The ministry and CDSCO did not respond to requests for comment on
their response.
The Ranbaxy case prompted the FDA to increase inspections of Indian
pharmaceutical plants. Products from 44 such plants are now banned
for sale by overseas authorities but still sell in India.
Thakur's suit refers to the case of Buclizine, a drug made by
Belgian firm UCB but since sold to Mankind Pharma for marketing in
India.
The CDSCO allowed UCB to sell Buclizine as an appetite stimulant in
2006, though it was not approved for that purpose in Belgium and
banned in several other countries.
UCB was not asked for clinical studies, the parliamentary committee
found.
UCB said it couldn't answer current questions related to Buclizine
but that it observed all regulatory, legal, quality and safety
regulations.
The CDSCO website says its expert advisory committee found “no
convincing literature to support the drug’s use as an appetite
stimulant” in 2013 but agreed to give Mankind Pharma time to make a
case for the drug.
Since then, Mankind Pharma Managing Director Sheetal Arora told
Reuters it had received no official request for data to prove the
safety and efficacy of the drug, which it was still selling.
The parliamentary committee demanded an investigation and the drugs
regulator committed to one in 2013. Thakur received a statement from
the health ministry last year, seen by Reuters, showing no inquiry
had begun.
The regulator did not respond to requests for comment.

• **LIST OF TASKS**:
1. Write out the part of the news excerpt between "UCB said it" and "for the drug.", inclusive.
2. According to the news excerpt, in what year did the CDSCO allow UCB to sell Buclizine as an appetite stimulant?
3. For each statement, say whether the news excerpt agrees, and quote the words from the excerpt that decide it.
(a) Products from 44 Indian plants that are banned by overseas authorities are still sold in India.
(b) Buclizine was approved as an appetite stimulant in Belgium.
(c) Mankind Pharma had stopped selling Buclizine.
Please rely only on the news excerpt.

• **STORED DATA**:
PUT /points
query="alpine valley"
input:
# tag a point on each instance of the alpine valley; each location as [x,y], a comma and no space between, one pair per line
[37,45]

• **SOLUTIONS PER TASK**:
1.
UCB said it couldn't answer current questions related to Buclizine
but that it observed all regulatory, legal, quality and safety
regulations.
The CDSCO website says its expert advisory committee found “no
convincing literature to support the drug’s use as an appetite
stimulant” in 2013 but agreed to give Mankind Pharma time to make a
case for the drug.

2. 2006

3.
(a) Yes: "Products from 44 such plants are now banned for sale by overseas authorities but still sell in India."
(b) No: "though it was not approved for that purpose in Belgium"
(c) No: "which it was still selling"